Listed records —
^^^^^^^^^^^^^^^^

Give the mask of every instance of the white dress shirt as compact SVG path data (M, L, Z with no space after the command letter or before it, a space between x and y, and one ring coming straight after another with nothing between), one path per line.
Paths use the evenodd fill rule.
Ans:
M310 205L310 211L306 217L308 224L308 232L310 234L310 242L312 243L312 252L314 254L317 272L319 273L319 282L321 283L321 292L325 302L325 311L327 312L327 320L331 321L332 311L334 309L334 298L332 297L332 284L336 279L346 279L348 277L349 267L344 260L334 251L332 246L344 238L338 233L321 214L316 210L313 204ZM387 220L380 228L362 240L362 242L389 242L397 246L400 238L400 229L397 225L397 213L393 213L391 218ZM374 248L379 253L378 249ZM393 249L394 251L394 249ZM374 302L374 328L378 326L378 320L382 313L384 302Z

^^^^^^^^^^^^^^^^

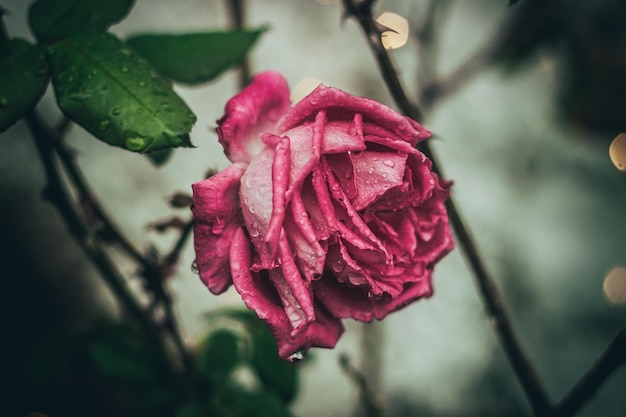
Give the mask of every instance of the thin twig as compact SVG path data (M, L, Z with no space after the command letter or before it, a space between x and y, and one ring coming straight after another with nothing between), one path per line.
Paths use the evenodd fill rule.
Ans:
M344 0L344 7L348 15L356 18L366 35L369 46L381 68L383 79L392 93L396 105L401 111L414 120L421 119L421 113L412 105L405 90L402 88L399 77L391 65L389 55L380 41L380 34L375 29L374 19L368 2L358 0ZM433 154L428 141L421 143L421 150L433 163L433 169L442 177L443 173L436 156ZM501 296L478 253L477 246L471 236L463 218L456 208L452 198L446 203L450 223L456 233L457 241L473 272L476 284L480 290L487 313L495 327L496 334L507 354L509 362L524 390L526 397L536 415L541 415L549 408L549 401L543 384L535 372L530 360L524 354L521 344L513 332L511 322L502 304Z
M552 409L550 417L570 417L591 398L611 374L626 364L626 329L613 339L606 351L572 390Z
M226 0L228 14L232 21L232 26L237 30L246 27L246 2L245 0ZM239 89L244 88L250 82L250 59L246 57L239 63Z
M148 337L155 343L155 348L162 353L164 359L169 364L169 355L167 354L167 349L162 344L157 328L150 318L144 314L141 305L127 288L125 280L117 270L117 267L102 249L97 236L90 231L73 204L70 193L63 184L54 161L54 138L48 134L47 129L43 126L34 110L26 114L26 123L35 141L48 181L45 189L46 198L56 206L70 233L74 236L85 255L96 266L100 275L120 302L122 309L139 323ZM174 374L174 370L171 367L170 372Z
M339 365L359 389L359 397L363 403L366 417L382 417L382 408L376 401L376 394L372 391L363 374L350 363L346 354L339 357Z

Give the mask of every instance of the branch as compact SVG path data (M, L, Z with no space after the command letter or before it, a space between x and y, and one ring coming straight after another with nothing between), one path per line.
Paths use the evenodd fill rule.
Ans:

^^^^^^^^^^^^^^^^

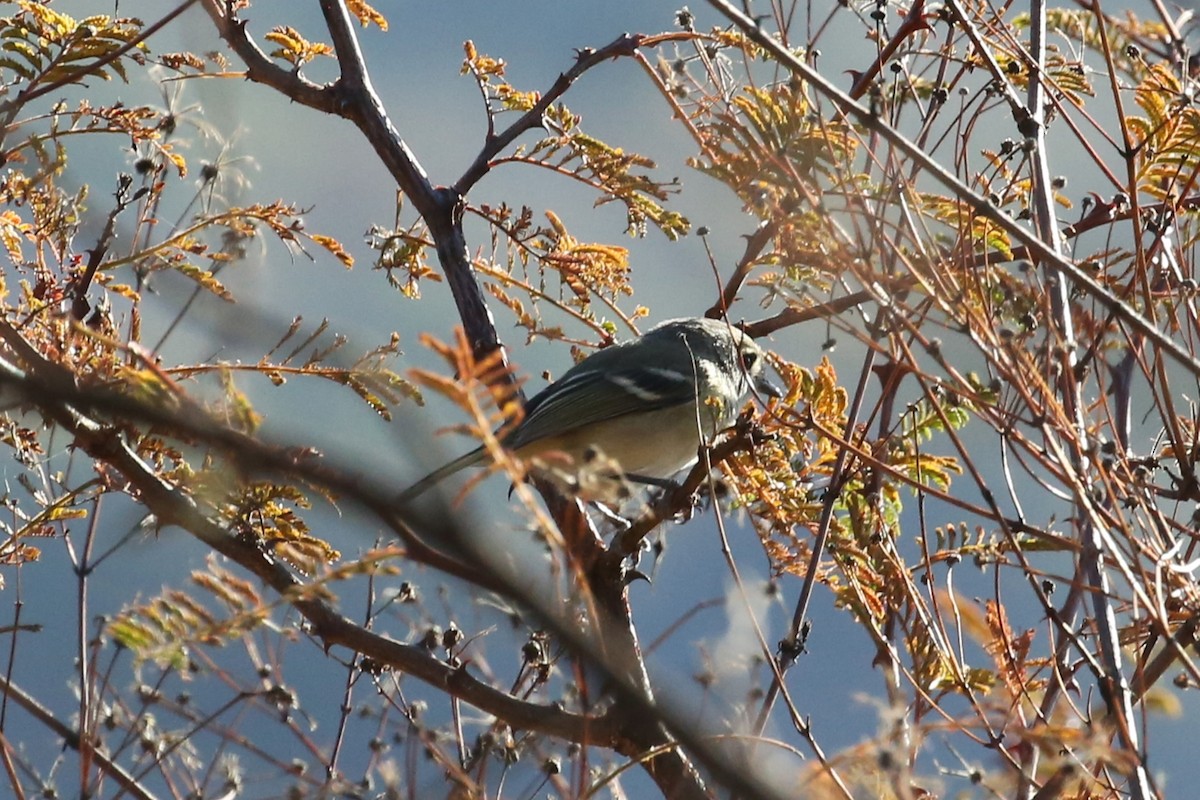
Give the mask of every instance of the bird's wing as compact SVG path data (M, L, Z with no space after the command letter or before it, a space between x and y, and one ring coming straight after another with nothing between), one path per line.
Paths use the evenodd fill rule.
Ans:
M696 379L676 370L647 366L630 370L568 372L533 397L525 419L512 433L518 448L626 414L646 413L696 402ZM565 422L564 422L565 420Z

^^^^^^^^^^^^^^^^

Work instruction —
Locate the lines above that hold the word "ring". Show every one of them.

Worked solution —
Give the mask of every instance of the white dress shirt as compact SVG path data (M, L, Z with no space after the command letter or before it, a space between x and y, and one ring coming straight after another with nothing between), one path per line.
Give the mask of every instance of the thin twig as compact SVG path data (M, L, Z with no space after the command letter or before it, a space between x and y, and one ring coming straight after another with nothing between), one path per line.
Give the mask of every instance of the branch as compact SVG path data (M, L, Z with no space after the command letter or before it, a space between x and y, and one ring coming straight after another with nothing between), one path per line.
Give the mask of every instance of the bird's wing as compact SVG path data (M, L, Z with no space after the command letter or before it, a space between x and y, and one ring coming straight after another with nothing between), one path per line.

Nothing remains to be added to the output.